-- TASK MATERIAL start --
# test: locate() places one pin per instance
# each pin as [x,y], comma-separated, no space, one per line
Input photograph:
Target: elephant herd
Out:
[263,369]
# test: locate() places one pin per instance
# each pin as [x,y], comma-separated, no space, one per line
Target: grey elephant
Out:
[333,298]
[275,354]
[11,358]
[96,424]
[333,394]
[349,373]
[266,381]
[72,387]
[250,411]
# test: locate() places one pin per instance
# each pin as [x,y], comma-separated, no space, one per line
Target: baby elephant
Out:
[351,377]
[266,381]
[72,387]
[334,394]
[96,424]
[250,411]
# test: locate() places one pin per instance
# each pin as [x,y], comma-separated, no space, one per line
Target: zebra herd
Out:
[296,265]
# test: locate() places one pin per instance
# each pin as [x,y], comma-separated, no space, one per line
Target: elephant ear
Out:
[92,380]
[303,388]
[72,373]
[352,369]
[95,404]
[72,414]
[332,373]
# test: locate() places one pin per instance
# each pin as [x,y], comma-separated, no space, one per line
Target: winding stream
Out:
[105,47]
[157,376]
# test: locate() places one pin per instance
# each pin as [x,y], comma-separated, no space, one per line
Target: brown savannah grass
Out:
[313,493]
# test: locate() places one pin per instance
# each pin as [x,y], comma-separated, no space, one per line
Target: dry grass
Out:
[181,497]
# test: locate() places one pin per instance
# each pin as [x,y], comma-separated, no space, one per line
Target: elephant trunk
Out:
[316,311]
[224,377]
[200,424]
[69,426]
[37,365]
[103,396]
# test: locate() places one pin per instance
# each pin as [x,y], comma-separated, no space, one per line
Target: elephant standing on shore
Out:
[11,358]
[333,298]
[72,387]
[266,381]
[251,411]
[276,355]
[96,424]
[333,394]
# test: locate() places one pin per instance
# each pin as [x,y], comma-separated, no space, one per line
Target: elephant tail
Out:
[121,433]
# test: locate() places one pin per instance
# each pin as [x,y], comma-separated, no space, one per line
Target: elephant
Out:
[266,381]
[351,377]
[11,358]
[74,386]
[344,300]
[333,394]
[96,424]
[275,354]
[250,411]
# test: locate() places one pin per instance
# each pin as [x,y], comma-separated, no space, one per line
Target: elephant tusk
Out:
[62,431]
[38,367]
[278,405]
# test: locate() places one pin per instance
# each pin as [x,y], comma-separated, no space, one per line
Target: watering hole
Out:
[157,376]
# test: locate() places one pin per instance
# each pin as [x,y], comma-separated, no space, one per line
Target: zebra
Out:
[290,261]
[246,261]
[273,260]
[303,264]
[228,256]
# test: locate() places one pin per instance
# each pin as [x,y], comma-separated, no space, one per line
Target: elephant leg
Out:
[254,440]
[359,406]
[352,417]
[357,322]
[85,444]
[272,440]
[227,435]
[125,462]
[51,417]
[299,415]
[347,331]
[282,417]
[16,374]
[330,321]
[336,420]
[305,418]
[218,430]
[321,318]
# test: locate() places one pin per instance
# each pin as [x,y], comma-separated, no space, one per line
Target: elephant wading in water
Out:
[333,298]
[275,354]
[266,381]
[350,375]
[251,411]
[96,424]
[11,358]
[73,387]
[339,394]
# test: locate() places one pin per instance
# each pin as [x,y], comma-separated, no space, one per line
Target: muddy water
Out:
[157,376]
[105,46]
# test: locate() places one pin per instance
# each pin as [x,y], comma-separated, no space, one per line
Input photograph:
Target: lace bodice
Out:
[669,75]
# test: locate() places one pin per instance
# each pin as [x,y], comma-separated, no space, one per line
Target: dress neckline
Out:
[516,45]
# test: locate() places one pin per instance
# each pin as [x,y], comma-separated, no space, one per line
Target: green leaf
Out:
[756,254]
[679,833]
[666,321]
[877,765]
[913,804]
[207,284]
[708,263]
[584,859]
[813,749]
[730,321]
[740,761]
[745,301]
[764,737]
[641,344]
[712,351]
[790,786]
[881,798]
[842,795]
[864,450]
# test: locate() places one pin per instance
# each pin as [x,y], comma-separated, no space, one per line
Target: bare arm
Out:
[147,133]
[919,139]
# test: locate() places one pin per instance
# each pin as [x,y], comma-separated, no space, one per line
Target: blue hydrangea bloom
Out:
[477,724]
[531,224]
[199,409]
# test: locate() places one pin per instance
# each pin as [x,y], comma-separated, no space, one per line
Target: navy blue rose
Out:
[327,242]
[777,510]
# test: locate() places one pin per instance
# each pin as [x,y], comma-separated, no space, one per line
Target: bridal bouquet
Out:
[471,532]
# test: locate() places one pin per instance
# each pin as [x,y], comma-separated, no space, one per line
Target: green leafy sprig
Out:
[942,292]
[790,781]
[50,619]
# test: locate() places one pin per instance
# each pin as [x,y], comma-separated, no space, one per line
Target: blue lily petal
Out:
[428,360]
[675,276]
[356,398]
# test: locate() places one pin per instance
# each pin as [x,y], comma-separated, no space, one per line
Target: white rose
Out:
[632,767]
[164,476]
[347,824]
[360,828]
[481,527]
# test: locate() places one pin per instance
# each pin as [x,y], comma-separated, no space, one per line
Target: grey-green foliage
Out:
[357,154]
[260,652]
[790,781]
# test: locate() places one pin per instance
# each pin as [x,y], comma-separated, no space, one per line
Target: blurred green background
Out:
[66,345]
-- TASK MATERIAL end --
--- REQUIRED WORK ---
Give back all the data exactly as written.

--- RESULT BELOW ---
# test: locate() places one pin per instance
# each pin as [x,y], comma-separated, no space, one per line
Input photograph:
Target: elephant herd
Out:
[263,369]
# test: locate() places one pin per instance
# each pin as [x,y], comma-separated, no space, one per line
Target: grey elephant
Out:
[333,298]
[275,354]
[11,358]
[96,424]
[333,394]
[349,373]
[266,381]
[72,387]
[250,411]
# test: locate() places one pin per instance
# each pin as [x,y], comma-separated, no space, one per line
Target: baby elephant
Out:
[351,377]
[266,381]
[72,387]
[334,394]
[96,424]
[250,411]
# test: locate() places one pin per instance
# each pin as [x,y], comma-separated, no space, one per line
Target: zebra herd
Out:
[296,265]
# test: locate() places one pin per instance
# each pin as [x,y], comma-separated, no space, one per line
Target: elephant ear
Out:
[92,380]
[303,388]
[72,373]
[352,369]
[95,404]
[72,414]
[332,373]
# test: locate() places one pin per instance
# each pin as [x,y], comma-separated, no space, one per line
Target: winding stream
Out:
[105,47]
[157,376]
# test: locate() places one pin per instance
# each pin as [x,y], comma-separated, no space, one per line
Target: brown savannah grass
Out:
[313,493]
# test: locate() places one pin per instance
# each pin as [x,y], comma-separated, no space, one per line
Target: dry grass
Out:
[181,497]
# test: locate() places one pin per instance
# each pin as [x,y], comma-separated, no space, one per line
Target: elephant trunk
Out:
[316,311]
[224,377]
[200,424]
[69,426]
[37,365]
[103,396]
# test: locate() places one pin per instance
# each pin as [x,y], comma-separated, no space, one per line
Target: elephant standing on shore
Out:
[11,358]
[333,298]
[72,387]
[266,381]
[251,411]
[276,355]
[96,424]
[333,394]
# test: locate() places one pin per instance
# each pin as [x,y], comma-separated, no space, one per line
Target: elephant tail
Out:
[121,433]
# test: locate() places one pin per instance
# each pin as [x,y], comma-separated, no space, one per line
Target: elephant
Out:
[266,381]
[351,377]
[11,358]
[74,386]
[344,300]
[333,394]
[96,424]
[275,354]
[250,411]
# test: locate() places one pin per instance
# each pin as [x,y], comma-separated, no space, one per line
Target: elephant tusk
Out:
[62,431]
[38,367]
[278,405]
# test: locate() places one pin per instance
# each pin as [x,y], comma-separated, no space, one per line
Target: watering hole
Out:
[157,376]
# test: locate() places one pin per instance
# each pin as [x,y], comma-separated, no space, one per line
Target: zebra
Out:
[290,261]
[246,261]
[273,260]
[303,264]
[228,256]
# test: locate() places one pin per instance
# each pin as [x,y], comma-separated, no space, one per line
Target: elephant leg
Out:
[254,440]
[359,406]
[352,417]
[357,322]
[85,444]
[272,440]
[227,435]
[125,462]
[51,417]
[299,415]
[347,331]
[282,417]
[16,374]
[330,321]
[336,420]
[305,418]
[218,430]
[321,318]
# test: locate() places one pin per instance
# each pin as [x,y], comma-separated, no space, one per line
Target: elephant wading in water
Out:
[333,298]
[275,354]
[266,381]
[350,375]
[251,411]
[96,424]
[11,358]
[73,387]
[339,394]
# test: locate() places one pin per instance
# each pin as [x,y], comma-separated, no space, one per line
Target: muddy water
Out:
[157,376]
[105,46]
# test: locate() places one pin per instance
# each pin as [x,y], comma-separated, no space, one per line
Input photograph:
Target: lace bodice
Out:
[669,75]
# test: locate() places one pin per instance
# each pin as [x,y], comma-separated, no space, one per line
Target: dress neckline
Out:
[516,45]
# test: locate() places one pin per instance
# each pin as [x,y], comma-separated, no space, one per line
Target: green leaf
Out:
[756,254]
[679,833]
[666,321]
[877,765]
[913,804]
[207,284]
[708,263]
[584,859]
[813,749]
[730,321]
[740,761]
[745,301]
[764,737]
[641,344]
[712,351]
[790,786]
[881,798]
[842,795]
[864,450]
# test: locate() places one pin per instance
# each pin as [x,y], comma-separated, no space, one per line
Target: bare arm
Out:
[147,133]
[919,139]
# test: locate() places one pin per instance
# each pin as [x,y], comma-separated, no space, one per line
Target: blue hydrangea bloom
Out:
[477,724]
[531,224]
[199,409]
# test: locate() places one pin per instance
# each pin as [x,y], comma-separated, no space, one per line
Target: navy blue rose
Out:
[327,242]
[777,510]
# test: locate() places one pin per instance
# each pin as [x,y], comma-separated, no space, one per line
Target: bridal bouquet
Out:
[471,532]
# test: locate() places one pin per instance
# each pin as [x,y], comma-separated, no space, one per line
Target: green leafy sprig
Out:
[942,292]
[790,781]
[50,619]
# test: locate() places one pin per instance
# each pin as [x,y], comma-separated, no space, one per line
Target: blue lily petal
Out:
[428,360]
[675,276]
[356,398]
# test: locate() places one pin per instance
# each pin as [x,y], comma-separated, no space, one per line
Target: white rose
Out:
[632,767]
[164,476]
[347,824]
[360,828]
[481,527]
# test: locate() places one pin per instance
# each pin as [x,y], comma-separated, no space, one per line
Target: grey-green foliage
Out:
[357,154]
[260,652]
[790,781]
# test: locate() places one pin per instance
# each pin as [x,y], comma-separated, no space, one per line
Target: blurred green background
Out:
[66,345]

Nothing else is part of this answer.